Items listed in a dataset:
##############################
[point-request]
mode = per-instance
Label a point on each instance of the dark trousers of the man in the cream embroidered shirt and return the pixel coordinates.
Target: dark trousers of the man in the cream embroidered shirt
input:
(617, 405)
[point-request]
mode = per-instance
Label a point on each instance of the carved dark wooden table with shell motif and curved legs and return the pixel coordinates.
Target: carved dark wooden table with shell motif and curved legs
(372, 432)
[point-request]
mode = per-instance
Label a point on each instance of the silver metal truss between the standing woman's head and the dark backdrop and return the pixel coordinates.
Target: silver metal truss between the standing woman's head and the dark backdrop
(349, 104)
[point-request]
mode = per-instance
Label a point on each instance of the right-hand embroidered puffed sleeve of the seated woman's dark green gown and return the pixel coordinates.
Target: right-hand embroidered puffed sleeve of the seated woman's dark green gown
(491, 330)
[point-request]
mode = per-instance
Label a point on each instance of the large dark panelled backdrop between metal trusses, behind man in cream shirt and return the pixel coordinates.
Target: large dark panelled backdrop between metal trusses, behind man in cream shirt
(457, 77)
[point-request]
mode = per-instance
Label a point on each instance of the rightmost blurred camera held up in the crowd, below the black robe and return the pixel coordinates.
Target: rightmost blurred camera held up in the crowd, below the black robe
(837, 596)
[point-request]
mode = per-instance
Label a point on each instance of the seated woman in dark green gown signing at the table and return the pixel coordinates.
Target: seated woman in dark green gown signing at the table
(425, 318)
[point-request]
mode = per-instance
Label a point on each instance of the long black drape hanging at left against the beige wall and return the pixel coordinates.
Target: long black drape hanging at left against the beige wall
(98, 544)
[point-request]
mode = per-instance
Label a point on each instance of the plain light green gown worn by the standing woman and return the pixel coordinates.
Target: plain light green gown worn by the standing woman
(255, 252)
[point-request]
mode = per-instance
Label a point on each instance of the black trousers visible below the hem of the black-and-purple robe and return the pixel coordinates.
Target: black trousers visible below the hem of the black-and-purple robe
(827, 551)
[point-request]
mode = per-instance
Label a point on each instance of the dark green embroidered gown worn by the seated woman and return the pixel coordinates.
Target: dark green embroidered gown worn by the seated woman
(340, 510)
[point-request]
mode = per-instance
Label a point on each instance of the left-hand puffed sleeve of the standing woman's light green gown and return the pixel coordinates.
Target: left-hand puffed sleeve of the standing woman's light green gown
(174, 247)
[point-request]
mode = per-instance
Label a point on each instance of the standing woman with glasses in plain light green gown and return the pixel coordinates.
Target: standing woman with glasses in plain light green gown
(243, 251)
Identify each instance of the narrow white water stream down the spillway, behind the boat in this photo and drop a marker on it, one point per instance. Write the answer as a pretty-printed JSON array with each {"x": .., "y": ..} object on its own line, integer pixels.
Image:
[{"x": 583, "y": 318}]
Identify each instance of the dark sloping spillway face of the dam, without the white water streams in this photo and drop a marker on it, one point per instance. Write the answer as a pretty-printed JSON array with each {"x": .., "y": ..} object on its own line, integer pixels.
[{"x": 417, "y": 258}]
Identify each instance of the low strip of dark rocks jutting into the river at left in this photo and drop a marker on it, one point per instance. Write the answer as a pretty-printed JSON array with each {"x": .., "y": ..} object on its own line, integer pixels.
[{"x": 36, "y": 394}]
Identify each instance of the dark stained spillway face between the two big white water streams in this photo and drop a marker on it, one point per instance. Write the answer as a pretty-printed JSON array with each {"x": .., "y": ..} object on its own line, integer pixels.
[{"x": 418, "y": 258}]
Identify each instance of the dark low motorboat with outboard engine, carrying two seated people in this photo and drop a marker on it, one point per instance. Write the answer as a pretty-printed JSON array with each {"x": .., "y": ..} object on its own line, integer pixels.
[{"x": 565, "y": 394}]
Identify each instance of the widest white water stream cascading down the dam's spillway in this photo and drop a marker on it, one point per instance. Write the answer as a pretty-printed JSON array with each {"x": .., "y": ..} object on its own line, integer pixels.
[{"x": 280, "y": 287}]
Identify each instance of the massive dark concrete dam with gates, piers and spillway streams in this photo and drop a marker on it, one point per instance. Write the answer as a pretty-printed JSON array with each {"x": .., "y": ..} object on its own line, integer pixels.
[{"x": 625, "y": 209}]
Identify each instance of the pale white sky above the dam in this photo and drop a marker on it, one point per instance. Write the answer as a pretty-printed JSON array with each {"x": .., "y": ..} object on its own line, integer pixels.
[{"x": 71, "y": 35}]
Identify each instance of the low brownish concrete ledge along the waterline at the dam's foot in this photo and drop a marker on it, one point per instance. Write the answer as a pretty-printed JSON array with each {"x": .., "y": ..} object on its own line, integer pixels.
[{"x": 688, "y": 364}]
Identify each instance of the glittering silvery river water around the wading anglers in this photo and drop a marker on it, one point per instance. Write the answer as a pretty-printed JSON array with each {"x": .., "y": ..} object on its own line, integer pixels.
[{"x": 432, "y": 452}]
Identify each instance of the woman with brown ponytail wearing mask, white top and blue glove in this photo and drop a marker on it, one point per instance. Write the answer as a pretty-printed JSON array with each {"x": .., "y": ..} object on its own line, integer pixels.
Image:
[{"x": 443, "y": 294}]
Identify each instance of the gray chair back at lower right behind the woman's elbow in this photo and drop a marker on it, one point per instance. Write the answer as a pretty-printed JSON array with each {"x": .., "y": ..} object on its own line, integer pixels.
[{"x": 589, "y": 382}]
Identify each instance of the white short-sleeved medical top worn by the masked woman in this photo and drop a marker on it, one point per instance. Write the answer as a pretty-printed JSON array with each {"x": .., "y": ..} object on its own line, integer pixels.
##############################
Work item:
Output the lines of the records above exactly as they appear, from the line containing "Target: rightmost blurred" through the line containing "Label a point on each instance of the long".

Solution to this problem:
Target: rightmost blurred camera held up in the crowd, below the black robe
(837, 596)
[point-request]
mode = per-instance
Label a point on each instance of the seated woman in dark green gown signing at the table and return the pixel coordinates.
Target: seated woman in dark green gown signing at the table
(425, 318)
[point-request]
mode = per-instance
Label a point on each instance of the long black drape hanging at left against the beige wall and return the pixel coordinates.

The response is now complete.